Another former Sedgwick partner has found a new home.

Cinthia Granados Motley, the former co-chair of Sedgwick’s cybersecurity and privacy practice, has joined the Chicago office of Dykema Gossett as director of the firm’s global data privacy and information security practice group.

Motley is the latest Sedgwick partner to lateral elsewhere following the dissolution in January of the storied Am Law 200 firm. Last month John Stephens, who co-led the cybersecurity practice at Sedgwick with Motley, landed at Goldberg Segalla as head of the Buffalo, New York-based firm’s new Los Angeles office and chairman of its cyber risk practice.

With Sedgwick’s demise looking imminent late last year, Motley said she began looking in earnest for a new firm. While she met with several other suitors, Motley said she ultimately decided to join Dykema because of its ability to have different practices work together to tie in services for clients, a necessity for her cybersecurity practice.

“At my prior firm, my role as practice group leader was to raise that awareness internally within cross-practice teams to be able to say we can service our already existing clients [and their] data privacy needs,” Motley said. “And Dykema, [they] got it. We were speaking the same language.”

Cinthia Motley

Motley joined Sedgwick in 2015 after nearly a decade at Wilson Elser Moskowitz Edelman & Dicker. Before joining Wilson Elser in 2005, Motley spent roughly 14 years working for the U.S. Court of Appeals for the Seventh Circuit, which is based in the Windy City.

#### [Parts of the exercise]
A – In the article on Cinthia Motley's move to Dykema Gossett, which of that firm's offices did she join?
B – Continue the article on Cinthia Motley's move to Dykema Gossett from its last sentence.

Natural-language object grounding data:
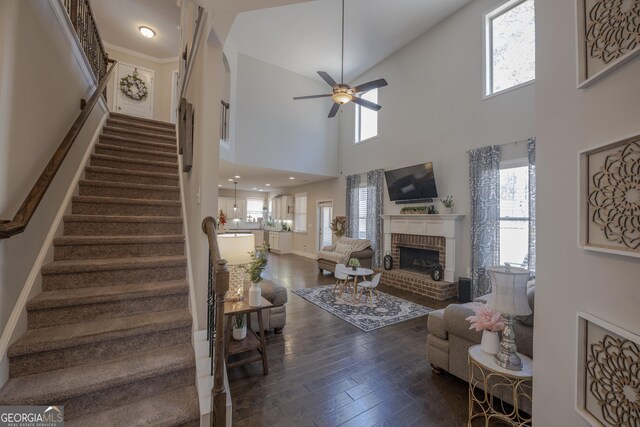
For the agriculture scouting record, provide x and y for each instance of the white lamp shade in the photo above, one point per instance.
(509, 290)
(235, 248)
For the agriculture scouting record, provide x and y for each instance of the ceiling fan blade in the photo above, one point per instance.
(367, 104)
(327, 78)
(374, 84)
(334, 110)
(312, 96)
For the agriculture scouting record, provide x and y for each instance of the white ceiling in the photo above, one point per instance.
(119, 20)
(306, 37)
(255, 179)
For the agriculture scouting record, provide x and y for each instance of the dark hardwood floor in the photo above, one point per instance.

#### [Expected responses]
A – The Chicago office.

B –
“We are very excited to add [Motley’s] wealth of experience to this important and growing practice in handling data breaches, data security and regulatory compliance counseling—for both domestic and international clients,” said a statement by Michael Borders, Dykema’s vice chairman and managing partner of the firm’s Chicago office since 2013.

Motley, a native Honduran who will help coordinate client matters in Latin America, has a national and international practice that focuses on data privacy and security, cross-border data transfers and information governance. She also works on consumer and privacy litigation, international contract disputes, ERISA issues and professional liability matters.

Dykema’s addition of Motley, which officially took place on Jan. 1, occurred only a few weeks after it lost cybersecurity and litigation partner Aaron Charfoos to Jones Day in Chicago. Charfoos spent almost four years at Dykema, having joined the firm from Kirkland & Ellis in January 2014.

Motley said that as head of Dykema’s global data privacy practice, she plans on continuing the firm’s emphasis on serving multinational clients and U.S. companies that have affiliates in other countries and jurisdictions with their cybersecurity needs as the regulatory landscape continues to change. And while Motley refused to comment about the collapse of Sedgwick, she expressed fondness for her former firm and colleagues.

“I’m just very glad and impressed with all the different law firms that many of my colleagues ended up” with, Motley said. “[It] is a great testament to what a great firm Sedgwick was.”

Since announcing its dissolution in November, the lateral market in Big Law has been dominated by Sedgwick partners finding new homes, with a large number of lawyers and staffers being absorbed by British firm Clyde & Co, which had held unsuccessful merger talks with the San Francisco-based firm.

As for Dykema, on Wednesday the firm also announced its hire of appellate litigation partner James Azadian in Los Angeles, where he was most recently a hiring partner and chairman of the appellate, writs and constitutional law practice at the Enterprise Counsel Group in nearby Irvine, California. Dykema also hired a pair of lawyers earlier this week in Dallas from Polsinelli and Texas firm Munsch, Hardt, Kopf & Harr, according to sibling publication Texas Lawyer.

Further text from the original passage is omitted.